Stored dataset items:
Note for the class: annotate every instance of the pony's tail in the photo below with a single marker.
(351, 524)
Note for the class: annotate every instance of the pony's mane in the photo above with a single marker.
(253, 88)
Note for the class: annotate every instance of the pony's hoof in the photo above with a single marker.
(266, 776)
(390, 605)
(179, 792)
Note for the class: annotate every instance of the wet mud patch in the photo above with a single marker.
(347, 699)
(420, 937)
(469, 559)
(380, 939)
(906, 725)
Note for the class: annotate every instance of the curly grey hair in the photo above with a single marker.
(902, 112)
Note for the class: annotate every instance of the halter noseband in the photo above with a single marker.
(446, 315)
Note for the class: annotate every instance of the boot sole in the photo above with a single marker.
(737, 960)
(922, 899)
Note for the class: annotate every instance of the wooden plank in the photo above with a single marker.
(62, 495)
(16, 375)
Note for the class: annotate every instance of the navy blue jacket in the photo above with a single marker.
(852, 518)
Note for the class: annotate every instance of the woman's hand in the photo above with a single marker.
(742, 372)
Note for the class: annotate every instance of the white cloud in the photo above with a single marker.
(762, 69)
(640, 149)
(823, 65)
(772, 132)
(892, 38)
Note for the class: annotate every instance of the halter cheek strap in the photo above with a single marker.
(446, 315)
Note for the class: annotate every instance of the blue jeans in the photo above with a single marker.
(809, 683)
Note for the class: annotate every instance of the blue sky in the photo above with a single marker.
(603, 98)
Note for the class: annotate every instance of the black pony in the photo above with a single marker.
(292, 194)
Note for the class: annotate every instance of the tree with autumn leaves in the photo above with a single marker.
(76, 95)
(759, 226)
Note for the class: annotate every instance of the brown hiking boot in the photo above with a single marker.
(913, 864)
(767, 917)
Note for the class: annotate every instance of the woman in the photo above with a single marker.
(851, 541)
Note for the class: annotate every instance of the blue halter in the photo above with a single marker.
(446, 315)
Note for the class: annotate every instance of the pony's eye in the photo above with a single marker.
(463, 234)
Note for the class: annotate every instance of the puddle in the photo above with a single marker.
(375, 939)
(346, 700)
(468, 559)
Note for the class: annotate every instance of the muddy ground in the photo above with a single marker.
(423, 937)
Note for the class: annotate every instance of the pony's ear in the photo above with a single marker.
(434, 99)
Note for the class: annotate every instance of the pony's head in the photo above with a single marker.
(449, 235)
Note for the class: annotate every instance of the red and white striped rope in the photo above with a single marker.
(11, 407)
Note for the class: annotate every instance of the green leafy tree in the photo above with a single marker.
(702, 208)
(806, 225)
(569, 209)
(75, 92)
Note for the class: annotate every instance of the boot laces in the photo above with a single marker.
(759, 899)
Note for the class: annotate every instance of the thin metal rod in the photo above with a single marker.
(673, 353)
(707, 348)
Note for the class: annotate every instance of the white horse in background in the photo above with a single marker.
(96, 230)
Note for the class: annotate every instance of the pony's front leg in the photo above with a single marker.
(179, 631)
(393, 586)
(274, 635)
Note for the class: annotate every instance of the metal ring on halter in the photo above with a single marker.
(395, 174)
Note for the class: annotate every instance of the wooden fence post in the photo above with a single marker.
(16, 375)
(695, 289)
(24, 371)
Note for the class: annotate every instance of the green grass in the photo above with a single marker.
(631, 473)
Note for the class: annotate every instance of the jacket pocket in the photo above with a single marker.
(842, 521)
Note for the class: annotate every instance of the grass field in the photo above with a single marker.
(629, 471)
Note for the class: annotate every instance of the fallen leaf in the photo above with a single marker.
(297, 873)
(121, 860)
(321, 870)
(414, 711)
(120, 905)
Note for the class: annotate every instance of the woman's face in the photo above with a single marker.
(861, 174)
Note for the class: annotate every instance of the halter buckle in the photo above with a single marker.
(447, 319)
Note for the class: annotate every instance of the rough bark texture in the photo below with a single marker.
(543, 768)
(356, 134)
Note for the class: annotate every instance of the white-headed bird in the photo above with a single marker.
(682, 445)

_Exercise directions_
Set every record down word for word, omitting none.

_Solution for this problem_
Note for the class: annotate every instance of the pony's tail in the photo below with a single marker.
(351, 524)
Note for the class: annotate every instance of the pony's mane in the photo above with a single marker.
(253, 88)
Note for the class: annotate every instance of the pony's hoof in the photo above with a single marker.
(266, 776)
(390, 605)
(179, 792)
Note for the class: annotate every instance of the wet mud patch in the photo above with a single marker.
(347, 699)
(420, 937)
(469, 559)
(380, 939)
(906, 725)
Note for the class: annotate every instance of the curly grey hair in the photo above with a single marker.
(902, 112)
Note for the class: annotate every instance of the halter noseband in the photo above with a single marker.
(446, 315)
Note for the class: annotate every instance of the boot sole in the photo above with a single marker.
(737, 960)
(922, 899)
Note for the class: annotate every instance of the wooden plank in the photo above with a single marker.
(62, 495)
(16, 375)
Note for the class: annotate every instance of the navy blue jacket in the photo above with a single marker.
(852, 518)
Note for the class: annotate every instance of the woman's hand in the photo above with a single marker.
(742, 372)
Note for the class: annotate every instance of the white cloud in the photo above with a single marker.
(762, 69)
(640, 149)
(823, 65)
(772, 132)
(892, 38)
Note for the class: annotate every instance of the halter cheek strap in the photo above with a single marker.
(446, 315)
Note for the class: annotate every instance of the blue jeans in the photo above with a single marker.
(809, 683)
Note for the class: annotate every instance of the blue sky in the photo above with a single marker.
(603, 98)
Note for the class: annotate every instance of the black pony in the photo above with a single marker.
(292, 194)
Note for the class: annotate every instance of the tree with autumn leaves in the photo above with a single marker.
(76, 95)
(759, 226)
Note for the class: annotate every instance of the brown hiking boot in the photo above with a single marker.
(913, 864)
(767, 917)
Note for the class: annotate every instance of the woman in the photo above with a single marker.
(851, 541)
Note for the class: annotate every instance of the blue halter in the photo above with a single marker.
(446, 315)
Note for the class: annotate every instance of the pony's eye in the photo above with a single marker.
(463, 234)
Note for the class: annotate every instance of the puddle in the photo above with a single marker.
(375, 939)
(346, 700)
(468, 559)
Note for the class: annotate every instance of the muddy ground in the photo above with a single marker.
(423, 937)
Note for the class: annotate every instance of the pony's ear in the photo above with a single marker.
(434, 99)
Note for the class: annotate every instance of the pony's head in the photo above with a single marker.
(449, 235)
Note for the class: annotate every instance of the red and white striped rope in the photo above with a single marker.
(11, 407)
Note for the class: annotate every instance of the green leafy tree in the photo above with a single marker.
(702, 208)
(806, 225)
(569, 209)
(75, 92)
Note for the class: annotate every instance of the boot laces in the photo above with a single marker.
(759, 899)
Note for the class: annotate every instance of the thin metal rod in the photo above with a single marker.
(673, 353)
(707, 348)
Note for the class: annotate every instance of the white horse in background in the photo above with a single marker.
(96, 230)
Note for the class: annotate every instance of the pony's front leg in the photo above with a single marker.
(179, 631)
(393, 586)
(274, 635)
Note for the class: annotate every instance of the metal ring on halter in the photo above with a single marker.
(395, 174)
Note for the class: annotate every instance of the wooden fence post in the photo above with a single marker.
(16, 375)
(695, 289)
(24, 371)
Note for the class: annotate every instance of the green grass in the photo above with a single marker.
(631, 473)
Note for the class: annotate every instance of the jacket pocket in the photo above with a single marker.
(842, 521)
Note for the class: annotate every instance of the grass field in the photo above with a single marker.
(629, 471)
Note for the class: annotate every instance of the fallen leaf in the photo above with a single marker.
(297, 873)
(121, 860)
(321, 870)
(414, 711)
(120, 905)
Note for the class: annotate every instance of the woman's face in the photo above with a single marker.
(861, 174)
Note for the class: annotate every instance of the halter buckle in the photo above with a single marker.
(447, 319)
Note for the class: annotate every instance of the rough bark texture in the photo below with a single marker.
(543, 768)
(356, 134)
Note for the class: annotate every instance of the white-headed bird in the photo above with a single marker.
(682, 445)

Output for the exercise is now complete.